─── RECORDS PROVIDED ───

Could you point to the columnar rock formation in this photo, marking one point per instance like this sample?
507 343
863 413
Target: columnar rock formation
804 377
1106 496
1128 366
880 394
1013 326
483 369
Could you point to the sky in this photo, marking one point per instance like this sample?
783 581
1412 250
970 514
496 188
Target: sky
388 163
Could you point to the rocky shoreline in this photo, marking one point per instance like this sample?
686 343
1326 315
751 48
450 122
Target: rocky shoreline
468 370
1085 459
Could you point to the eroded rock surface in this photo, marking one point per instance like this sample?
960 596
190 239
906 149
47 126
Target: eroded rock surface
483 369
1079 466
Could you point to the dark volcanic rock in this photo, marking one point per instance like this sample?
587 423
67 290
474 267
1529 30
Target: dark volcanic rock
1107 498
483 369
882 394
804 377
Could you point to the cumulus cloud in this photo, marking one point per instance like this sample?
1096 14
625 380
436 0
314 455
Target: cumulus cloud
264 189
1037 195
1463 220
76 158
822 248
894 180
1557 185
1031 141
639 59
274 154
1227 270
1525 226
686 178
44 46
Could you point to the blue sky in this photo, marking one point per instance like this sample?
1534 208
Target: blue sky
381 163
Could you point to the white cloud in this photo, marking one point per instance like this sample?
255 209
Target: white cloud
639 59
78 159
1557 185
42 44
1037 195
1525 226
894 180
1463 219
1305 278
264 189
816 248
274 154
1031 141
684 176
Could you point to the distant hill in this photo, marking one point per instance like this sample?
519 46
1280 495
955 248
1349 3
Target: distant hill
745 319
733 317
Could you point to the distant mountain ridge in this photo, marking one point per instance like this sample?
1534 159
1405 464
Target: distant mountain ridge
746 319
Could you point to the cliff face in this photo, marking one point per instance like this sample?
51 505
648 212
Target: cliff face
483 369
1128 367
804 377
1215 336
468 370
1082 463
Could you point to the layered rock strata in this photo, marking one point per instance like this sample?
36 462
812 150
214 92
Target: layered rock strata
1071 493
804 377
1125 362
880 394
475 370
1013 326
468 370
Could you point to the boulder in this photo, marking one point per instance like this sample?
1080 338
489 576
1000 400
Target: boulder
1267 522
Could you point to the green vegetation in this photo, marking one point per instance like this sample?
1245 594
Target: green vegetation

───

Please rewrite all the records above with every "Target" changed to "Label", keeping everything else unchanged.

Could you point to the columnar rock formation in this photo, marking one point per instance like this sample?
507 343
863 413
Label: columnar rock formation
804 377
1106 496
1128 366
880 394
1013 326
483 369
Could you point to the sky in this photo, marking one point per instance like this sample?
783 581
1412 250
970 514
496 188
Label: sky
388 163
Could you point to the rocky shoreline in this photo, marking one point per instance like this sample?
686 343
1326 315
751 48
450 122
Label: rocky shoreline
468 370
1085 459
Could you point to the eroded rock surface in this photo, marking one point per instance like this sample?
960 596
190 239
906 149
47 126
Label: eroded rock surface
483 369
1079 466
Could you point to the dark volcanic rock in this photo, marking one point per instance like this sample?
587 423
67 290
474 267
1529 30
Label: dark volcanic rock
1107 498
483 369
882 394
804 377
Could you point to the cumulus cloud in this photo, marking one point per instance like this sample?
1096 14
625 380
436 0
314 455
Label: cumulus cloud
264 189
1037 195
1463 220
76 158
822 248
894 180
1557 185
1031 141
639 59
274 154
1227 270
1525 226
686 178
44 46
Could you point to the blue sky in this photo, marking one point per instance like this sample?
1534 208
Label: blue sky
381 163
Could you point to the white cloud in this photo, marking one point per instance like this sample?
255 209
Label: white cloud
639 59
78 159
1557 185
42 44
1037 195
1525 226
894 180
1463 219
1305 278
264 189
816 248
274 154
1031 141
684 176
Could you point to the distant hill in this photo, marking one point per instance like this sample?
519 46
1280 495
955 248
1349 3
Label: distant hill
745 319
733 317
Could you point to the distant mountain ridge in this photo, marking one point per instance like this sample?
1534 159
1405 464
Label: distant mountain ridge
746 319
Could you point to the cliff face in this photo, marking one point per instance like this sample?
51 505
648 212
Label: cliff face
483 369
1128 367
804 377
1215 336
468 370
1082 463
Could you point to the layered rock strata in this photo, marking one point per instance like this sample?
36 462
812 150
214 92
Label: layered rock strata
1071 493
804 377
1125 362
880 394
475 370
1013 326
468 370
Could you point to the boulder in this photo, marking one point per instance like this sample?
1080 338
489 576
1000 400
Label: boulder
1267 522
Could you point to the green vegetation in this photo, marking one point per instance like this sample?
1245 594
Label: green vegetation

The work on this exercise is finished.